### [Request]
Identify each line in the records below that contains the string "face" and copy those lines out in full.

### [Rows]
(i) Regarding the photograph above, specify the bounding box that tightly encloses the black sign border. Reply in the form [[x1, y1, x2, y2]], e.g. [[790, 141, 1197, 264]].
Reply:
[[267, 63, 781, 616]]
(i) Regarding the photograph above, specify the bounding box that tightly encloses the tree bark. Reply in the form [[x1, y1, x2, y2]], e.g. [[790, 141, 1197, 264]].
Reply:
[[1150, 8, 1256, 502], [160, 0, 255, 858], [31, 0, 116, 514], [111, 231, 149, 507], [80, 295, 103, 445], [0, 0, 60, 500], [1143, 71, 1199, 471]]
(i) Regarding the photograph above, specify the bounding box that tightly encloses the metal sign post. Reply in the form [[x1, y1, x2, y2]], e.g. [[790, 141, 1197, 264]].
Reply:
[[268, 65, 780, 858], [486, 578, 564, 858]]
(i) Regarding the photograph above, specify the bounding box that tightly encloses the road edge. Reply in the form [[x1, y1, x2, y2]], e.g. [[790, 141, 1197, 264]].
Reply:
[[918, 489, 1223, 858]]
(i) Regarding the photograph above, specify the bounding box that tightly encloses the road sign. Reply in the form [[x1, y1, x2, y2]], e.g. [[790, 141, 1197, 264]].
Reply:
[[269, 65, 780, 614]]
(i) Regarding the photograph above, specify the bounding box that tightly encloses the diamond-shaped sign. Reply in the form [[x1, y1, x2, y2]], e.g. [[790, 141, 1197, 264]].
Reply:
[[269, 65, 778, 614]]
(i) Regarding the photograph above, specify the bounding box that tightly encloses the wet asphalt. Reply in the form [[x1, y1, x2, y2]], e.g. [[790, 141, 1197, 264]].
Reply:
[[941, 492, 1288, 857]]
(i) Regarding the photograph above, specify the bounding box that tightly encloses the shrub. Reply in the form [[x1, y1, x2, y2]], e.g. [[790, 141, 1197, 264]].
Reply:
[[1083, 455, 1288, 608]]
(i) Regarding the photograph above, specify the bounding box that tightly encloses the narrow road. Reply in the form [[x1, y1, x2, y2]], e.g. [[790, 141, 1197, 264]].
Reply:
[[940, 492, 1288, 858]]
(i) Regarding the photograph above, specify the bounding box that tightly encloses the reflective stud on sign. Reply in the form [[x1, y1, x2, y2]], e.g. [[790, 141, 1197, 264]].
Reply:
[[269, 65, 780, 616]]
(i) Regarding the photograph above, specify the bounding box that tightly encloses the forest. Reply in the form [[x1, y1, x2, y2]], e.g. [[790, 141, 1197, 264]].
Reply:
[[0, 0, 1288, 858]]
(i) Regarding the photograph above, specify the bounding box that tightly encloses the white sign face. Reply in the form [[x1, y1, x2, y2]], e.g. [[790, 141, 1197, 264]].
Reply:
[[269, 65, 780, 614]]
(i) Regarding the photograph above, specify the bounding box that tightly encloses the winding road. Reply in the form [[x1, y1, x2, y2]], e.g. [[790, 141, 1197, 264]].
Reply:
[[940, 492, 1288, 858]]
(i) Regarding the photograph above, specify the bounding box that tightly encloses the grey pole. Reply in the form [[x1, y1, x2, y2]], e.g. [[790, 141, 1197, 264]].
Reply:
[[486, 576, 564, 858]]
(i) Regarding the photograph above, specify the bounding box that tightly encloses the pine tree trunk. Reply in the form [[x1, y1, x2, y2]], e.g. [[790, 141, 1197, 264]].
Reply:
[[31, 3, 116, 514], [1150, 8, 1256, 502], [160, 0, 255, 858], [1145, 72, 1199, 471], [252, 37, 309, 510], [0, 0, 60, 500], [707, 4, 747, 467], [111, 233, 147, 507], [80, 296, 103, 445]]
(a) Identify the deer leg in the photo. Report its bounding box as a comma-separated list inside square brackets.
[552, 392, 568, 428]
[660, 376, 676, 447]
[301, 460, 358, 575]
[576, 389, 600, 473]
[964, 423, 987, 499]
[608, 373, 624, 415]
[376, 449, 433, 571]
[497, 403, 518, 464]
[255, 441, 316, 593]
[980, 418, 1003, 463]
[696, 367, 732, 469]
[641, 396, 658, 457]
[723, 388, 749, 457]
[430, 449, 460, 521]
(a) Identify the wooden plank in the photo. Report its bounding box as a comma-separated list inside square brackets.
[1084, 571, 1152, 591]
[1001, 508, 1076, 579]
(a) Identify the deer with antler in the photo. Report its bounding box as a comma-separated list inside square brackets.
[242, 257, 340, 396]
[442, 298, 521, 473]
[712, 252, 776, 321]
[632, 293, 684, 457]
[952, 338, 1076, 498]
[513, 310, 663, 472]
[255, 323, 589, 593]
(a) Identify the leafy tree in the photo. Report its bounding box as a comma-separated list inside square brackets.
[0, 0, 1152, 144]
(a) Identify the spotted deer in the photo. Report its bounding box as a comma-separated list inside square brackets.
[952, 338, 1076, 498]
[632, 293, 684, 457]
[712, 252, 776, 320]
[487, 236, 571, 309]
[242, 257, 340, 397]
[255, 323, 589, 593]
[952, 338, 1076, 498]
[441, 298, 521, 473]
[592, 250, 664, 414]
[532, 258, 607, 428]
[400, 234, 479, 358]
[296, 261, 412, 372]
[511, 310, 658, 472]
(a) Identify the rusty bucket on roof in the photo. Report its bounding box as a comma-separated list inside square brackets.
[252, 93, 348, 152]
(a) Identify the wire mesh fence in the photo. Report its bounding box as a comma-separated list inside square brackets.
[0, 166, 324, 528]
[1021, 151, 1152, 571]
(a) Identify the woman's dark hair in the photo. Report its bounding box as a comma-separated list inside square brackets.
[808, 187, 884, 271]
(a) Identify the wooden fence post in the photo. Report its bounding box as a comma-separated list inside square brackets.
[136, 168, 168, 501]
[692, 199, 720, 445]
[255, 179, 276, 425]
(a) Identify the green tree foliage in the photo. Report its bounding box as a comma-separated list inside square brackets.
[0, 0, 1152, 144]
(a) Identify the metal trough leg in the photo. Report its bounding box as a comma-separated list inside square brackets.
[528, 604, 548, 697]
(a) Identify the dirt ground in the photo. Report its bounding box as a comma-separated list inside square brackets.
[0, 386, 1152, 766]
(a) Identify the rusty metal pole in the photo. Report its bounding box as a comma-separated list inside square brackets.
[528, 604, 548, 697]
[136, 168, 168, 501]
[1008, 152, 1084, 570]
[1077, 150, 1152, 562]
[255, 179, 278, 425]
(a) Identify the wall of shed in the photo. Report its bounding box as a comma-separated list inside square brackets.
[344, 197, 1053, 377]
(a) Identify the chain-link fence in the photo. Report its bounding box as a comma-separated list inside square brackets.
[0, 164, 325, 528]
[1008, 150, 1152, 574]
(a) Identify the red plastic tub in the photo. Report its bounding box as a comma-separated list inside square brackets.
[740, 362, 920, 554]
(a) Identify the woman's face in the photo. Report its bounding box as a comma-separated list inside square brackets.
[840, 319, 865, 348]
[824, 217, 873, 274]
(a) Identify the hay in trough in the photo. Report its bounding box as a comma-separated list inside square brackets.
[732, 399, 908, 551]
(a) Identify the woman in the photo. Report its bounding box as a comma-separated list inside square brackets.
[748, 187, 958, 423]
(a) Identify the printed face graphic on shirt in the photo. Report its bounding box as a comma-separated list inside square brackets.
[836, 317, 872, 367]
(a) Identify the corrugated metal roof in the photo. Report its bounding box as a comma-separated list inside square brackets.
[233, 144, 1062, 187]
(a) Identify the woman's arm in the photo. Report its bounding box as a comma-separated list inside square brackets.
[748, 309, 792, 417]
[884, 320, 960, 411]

### [Answer below]
(i) Regarding the photograph above, specify the bounding box that tightly encloses the white sign face. Reply in the form [[x1, y1, x2, y2]], e.g. [[790, 141, 1197, 264]].
(a) Identify the woman's face in the photo. Report its bounding box as a comma-separated list inside square brackets.
(a) Identify the printed face graphic on shirt in the photo. Report its bounding box as a comma-separated list inside square brackets.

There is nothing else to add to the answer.